Arunachal Women's League
- Organising body: Arunachal Pradesh Football Association (APFA)
- Founded: 2017; 9 years ago
- Country: India
- Number of clubs: 5
- Level on pyramid: 3
- Current champions: Monyul (1st title) (2026–27)
- Most championships: Capital Complex (2 titles)

= Arunachal Women's League =

The Arunachal Women's League is the top division of women's football league in the Indian state of Arunachal Pradesh. The league is organised by the Arunachal Pradesh Football Association (APFA), the official football governing body of the state.

The inaugural season was held in 2017. The current edition was won by Monyul.

==League format==
The first two seasons featured teams participating in a league-cum-knockout format. Since the 2026 edition, the competition has been held in a league format.

◆ **INFORMATION SHOWN**
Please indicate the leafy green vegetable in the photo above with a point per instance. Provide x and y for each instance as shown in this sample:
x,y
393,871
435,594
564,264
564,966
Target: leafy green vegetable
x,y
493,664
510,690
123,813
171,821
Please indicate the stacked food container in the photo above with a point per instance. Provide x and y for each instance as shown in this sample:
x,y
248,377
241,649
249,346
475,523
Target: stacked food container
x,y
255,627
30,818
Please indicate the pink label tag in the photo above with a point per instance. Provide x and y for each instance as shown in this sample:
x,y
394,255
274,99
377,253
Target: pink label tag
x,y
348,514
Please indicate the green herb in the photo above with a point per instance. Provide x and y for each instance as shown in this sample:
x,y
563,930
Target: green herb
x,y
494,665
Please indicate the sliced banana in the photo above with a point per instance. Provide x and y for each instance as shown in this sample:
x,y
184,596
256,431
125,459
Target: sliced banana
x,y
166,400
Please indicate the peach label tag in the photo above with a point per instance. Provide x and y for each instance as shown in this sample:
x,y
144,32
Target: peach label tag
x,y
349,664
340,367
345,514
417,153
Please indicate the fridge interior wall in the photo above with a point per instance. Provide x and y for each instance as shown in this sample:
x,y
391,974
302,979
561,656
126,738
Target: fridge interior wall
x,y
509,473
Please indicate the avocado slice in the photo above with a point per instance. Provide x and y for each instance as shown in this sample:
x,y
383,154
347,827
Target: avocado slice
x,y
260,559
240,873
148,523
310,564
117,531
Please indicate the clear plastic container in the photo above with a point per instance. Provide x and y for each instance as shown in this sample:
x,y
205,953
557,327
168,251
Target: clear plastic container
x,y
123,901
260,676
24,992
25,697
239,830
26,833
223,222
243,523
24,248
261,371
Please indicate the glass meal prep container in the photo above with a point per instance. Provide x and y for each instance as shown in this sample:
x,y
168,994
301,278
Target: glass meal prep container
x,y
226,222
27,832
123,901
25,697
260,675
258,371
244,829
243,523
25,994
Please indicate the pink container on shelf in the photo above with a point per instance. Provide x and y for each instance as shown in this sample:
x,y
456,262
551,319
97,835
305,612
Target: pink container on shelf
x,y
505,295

◆ **WHAT IS NEEDED**
Rewrite the passage on the Arunachal Women's League, beginning at the words "The Arunachal Women's" and stopping after "won by Monyul.", with "inaugural" changed to "first".

◆ **FULL RESPONSE**
The Arunachal Women's League is the top division of women's football league in the Indian state of Arunachal Pradesh. The league is organised by the Arunachal Pradesh Football Association (APFA), the official football governing body of the state.

The first season was held in 2017. The current edition was won by Monyul.